To make it easier to ensure that the non-deterministic components do not have an effect on recorded behavior, certain code regions can be marked as disallowing events — while executing them no thread, lock, or atomic events should be recorded. This is done in code associated with the non-deterministic components, such as during GC or Ion compilation, to help track down behaviors that should go unrecorded.

Replaying

A replaying content process behaves in the same way as a recording process, except for the following:

  1. The calls and mach messages which were intercepted during recording are also intercepted here. When a call/message is intercepted, the wrapped call/message is not performed, but rather the results of the call/message are read from the data stream and returned to the caller, emulating the behavior of the call/message. This requires the process to be deterministic enough that events play out in the same order on each thread between recording and replay. The data stream should have enough error checking in place that we can immediately detect if the replay has gone out of sync with the recording.
  2. The recorded data streams which specify the acquisition order for each lock are read from and used so that locks are acquired in the same order. When a thread tries to acquire a lock, it first waits until it is next in line to do so.
  3. Similarly, atomic accesses which were included in the recording will occur in the same order during replay, as if they were all protected by a single global lock. Note that while this could potentially be a big drag on performance during both replay and recording, many of the hottest atomics (refcounts, GC counters, and so forth) are associated with non-deterministic components and are not recorded.

IPC integration

Communication between the chrome process and a recording or replaying process — hereafter referred to as the child process — is managed via a separate middleman content process. The child process is extended so that it can communicate with the middleman, using a special bidirectional channel and messages separate from IPDL state.

STATED GOAL 1 = Pick out every line of the entries that contains the word "blue", and copy each one.

[Excerpt from a dataset]

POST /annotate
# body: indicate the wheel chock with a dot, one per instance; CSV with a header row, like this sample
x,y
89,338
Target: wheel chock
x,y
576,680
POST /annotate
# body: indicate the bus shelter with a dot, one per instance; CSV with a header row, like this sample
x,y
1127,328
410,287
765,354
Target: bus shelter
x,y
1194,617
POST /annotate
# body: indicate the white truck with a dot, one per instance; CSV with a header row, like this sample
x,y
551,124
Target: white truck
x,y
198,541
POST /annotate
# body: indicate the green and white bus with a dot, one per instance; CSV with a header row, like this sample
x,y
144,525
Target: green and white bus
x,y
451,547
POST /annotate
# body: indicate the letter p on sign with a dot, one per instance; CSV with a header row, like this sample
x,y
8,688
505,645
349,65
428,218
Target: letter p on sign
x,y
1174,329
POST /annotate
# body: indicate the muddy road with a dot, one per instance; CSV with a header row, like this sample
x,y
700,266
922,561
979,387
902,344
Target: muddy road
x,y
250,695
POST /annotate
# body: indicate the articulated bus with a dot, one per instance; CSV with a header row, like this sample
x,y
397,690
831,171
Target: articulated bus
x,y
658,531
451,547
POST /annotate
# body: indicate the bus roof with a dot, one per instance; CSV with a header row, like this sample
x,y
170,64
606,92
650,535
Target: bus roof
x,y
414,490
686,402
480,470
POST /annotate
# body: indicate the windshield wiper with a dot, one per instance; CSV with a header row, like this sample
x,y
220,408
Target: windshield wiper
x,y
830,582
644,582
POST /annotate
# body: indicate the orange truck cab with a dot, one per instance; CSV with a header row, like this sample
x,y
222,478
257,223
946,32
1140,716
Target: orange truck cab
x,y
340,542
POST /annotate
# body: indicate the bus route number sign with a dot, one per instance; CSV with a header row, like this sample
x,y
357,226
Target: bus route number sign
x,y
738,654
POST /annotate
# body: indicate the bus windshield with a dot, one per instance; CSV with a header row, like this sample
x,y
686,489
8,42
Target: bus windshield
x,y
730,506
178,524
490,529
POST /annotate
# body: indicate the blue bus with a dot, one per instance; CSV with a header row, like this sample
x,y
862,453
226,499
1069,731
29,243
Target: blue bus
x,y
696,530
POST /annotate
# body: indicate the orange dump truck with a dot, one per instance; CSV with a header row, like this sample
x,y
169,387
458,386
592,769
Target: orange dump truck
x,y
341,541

STATED GOAL 2 = In the source passage, what manages communication between the chrome process and the child process?

EXERCISE OUTPUT 1 =
# body: indicate the blue bus with a dot, one per instance; CSV with a header row, like this sample
Target: blue bus

EXERCISE OUTPUT 2 = A separate middleman content process manages it.